### KUTIPAN TEKS:

==========

Hak-hak generasi ketiga diwakili oleh tuntutan atas “hak solidaritas”” atau
“hak bersama”. Hak-hak ini muncul dari tuntutan gigih negara-negara berkembang
atau Dunia Ketiga atas tatanan internasional yang adil.
Melalui
tuntutan atas hak solidaritas itu, negara-negara berkembang menginginkan
terciptanya suatu tatanan ekonomi dan hukum internasional yang kondusif bagi
terjaminnya hak-hak berikut: (i) hak atas pembangunan; (ii) hak atas
perdamaian; (iii) hak atas sumber daya alam sendiri; (iv) hak atas lingkungan
hidup yang baik dan (v) dan hak atas warisan budaya sendiri.
UU
Nomor 39 Tahun 1999 Tentang Hak Asasi Manusia (UU HAM) memuat prinsip bahwa hak
asasi manusia harus dilihat secara holistik bukan parsial sebab HAM adalah
seperangkat hak yang melekat pada hakikat dan keberadaan manusia sebagai mahluk
Tuhan Yang Maha Esa dan merupakan anugrah-Nya yang wajib dihormati, dijunjung
tinggi dan dilindungi oleh negara hukun, Pemerintahan, dan setiap orang demi
kehormatan serta perlindungan harkat dan martabat manusia.

==========

### ENTRI DATA:
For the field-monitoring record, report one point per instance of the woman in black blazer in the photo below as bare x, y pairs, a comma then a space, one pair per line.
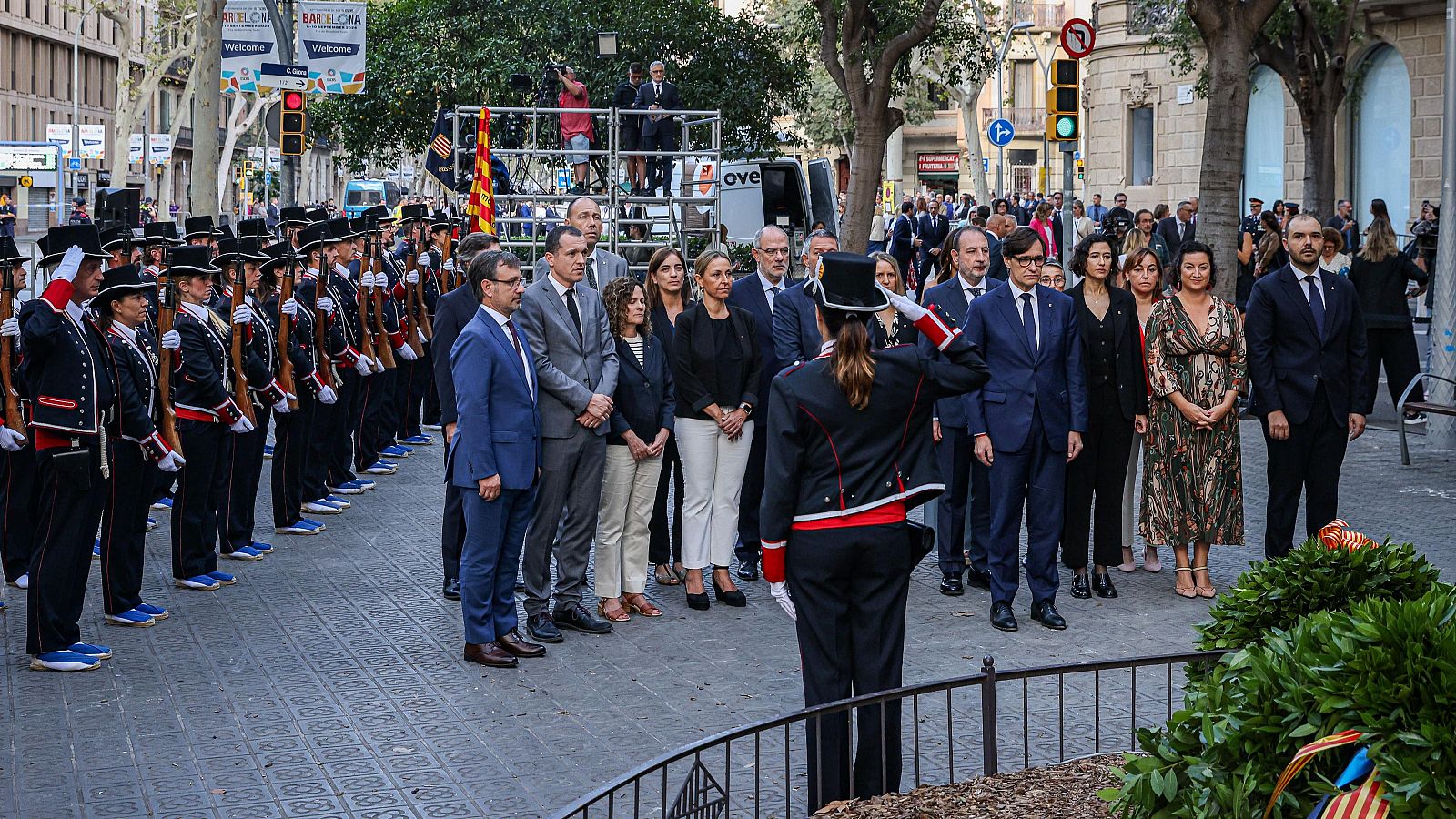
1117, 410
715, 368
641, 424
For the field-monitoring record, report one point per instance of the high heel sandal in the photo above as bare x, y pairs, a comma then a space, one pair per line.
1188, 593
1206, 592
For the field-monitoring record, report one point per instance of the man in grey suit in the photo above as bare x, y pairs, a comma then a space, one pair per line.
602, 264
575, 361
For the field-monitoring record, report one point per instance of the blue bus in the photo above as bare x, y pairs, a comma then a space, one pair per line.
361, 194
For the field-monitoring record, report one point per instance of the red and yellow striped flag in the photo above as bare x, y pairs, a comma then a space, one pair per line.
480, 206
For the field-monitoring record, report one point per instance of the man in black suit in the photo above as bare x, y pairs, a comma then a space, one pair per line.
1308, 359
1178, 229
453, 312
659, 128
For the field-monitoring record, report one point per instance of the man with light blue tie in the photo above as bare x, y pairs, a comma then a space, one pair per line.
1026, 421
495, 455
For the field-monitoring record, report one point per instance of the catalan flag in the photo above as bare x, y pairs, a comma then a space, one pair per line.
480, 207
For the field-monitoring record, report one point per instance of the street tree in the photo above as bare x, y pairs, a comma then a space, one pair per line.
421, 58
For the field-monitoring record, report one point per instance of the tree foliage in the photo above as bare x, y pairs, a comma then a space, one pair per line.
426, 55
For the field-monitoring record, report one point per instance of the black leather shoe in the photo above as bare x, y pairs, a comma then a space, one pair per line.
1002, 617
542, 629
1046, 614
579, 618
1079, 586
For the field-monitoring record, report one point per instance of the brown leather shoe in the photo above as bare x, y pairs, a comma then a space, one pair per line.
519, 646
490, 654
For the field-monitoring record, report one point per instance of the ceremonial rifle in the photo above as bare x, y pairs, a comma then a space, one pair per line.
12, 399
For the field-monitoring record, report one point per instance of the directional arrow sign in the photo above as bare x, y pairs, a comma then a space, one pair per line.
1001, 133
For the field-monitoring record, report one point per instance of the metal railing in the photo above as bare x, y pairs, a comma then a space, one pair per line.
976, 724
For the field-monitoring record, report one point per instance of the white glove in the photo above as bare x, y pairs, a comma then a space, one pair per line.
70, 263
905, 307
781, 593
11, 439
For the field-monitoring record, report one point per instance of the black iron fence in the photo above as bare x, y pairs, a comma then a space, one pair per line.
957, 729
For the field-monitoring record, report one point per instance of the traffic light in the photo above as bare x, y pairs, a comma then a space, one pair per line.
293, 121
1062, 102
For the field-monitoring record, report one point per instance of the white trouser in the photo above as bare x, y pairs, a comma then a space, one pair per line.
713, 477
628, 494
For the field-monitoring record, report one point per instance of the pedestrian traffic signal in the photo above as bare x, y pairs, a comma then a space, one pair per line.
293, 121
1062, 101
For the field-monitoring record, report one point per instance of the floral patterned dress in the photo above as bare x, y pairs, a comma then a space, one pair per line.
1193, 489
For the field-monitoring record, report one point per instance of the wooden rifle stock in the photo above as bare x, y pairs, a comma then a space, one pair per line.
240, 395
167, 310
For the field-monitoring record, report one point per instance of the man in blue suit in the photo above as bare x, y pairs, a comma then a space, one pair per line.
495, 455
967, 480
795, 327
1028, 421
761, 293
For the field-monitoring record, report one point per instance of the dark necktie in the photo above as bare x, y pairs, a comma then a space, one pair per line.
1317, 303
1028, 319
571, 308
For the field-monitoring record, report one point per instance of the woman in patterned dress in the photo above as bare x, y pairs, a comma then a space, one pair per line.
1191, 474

==========

### SOAL LATIHAN:
1. Tuliskan ulang bagian teks tentang hak asasi manusia yang diawali kata-kata "Hak-hak generasi ketiga" dan diakhiri kata-kata "internasional yang adil.".
2. Lanjutkan teks tentang hak asasi manusia mulai setelah kalimat terakhir yang tercantum.

### JAWABAN LATIHAN:
1.
Hak-hak generasi ketiga diwakili oleh tuntutan atas “hak solidaritas”” atau
“hak bersama”. Hak-hak ini muncul dari tuntutan gigih negara-negara berkembang
atau Dunia Ketiga atas tatanan internasional yang adil.

2.
Oleh
sebab itu perlindungan dan pemenuhan hak asasi manusia di bidang sosial politik
hanya dapat berjalan dengan baik apabila hak yang lain di bidang ekonomi,
sosial dan budaya serta hak solidaritas juga juga dilindungi dan dipenuhi, dan
begitu pula sebaliknya.
Dengan
diratifikasinya konvenan Hak EKOSOB oleh Indonesia melalui Undang-Undang Nomor
11 Tahun 2005, kewajiban Indonesia untuk melakukan pemenuhan dan
jaminan-jaminan ekonomi, sosial dan budaya harus diwujudkan baik melalui aturan
hukum ataupun melalui kebijakan-kebijakan pemerintah.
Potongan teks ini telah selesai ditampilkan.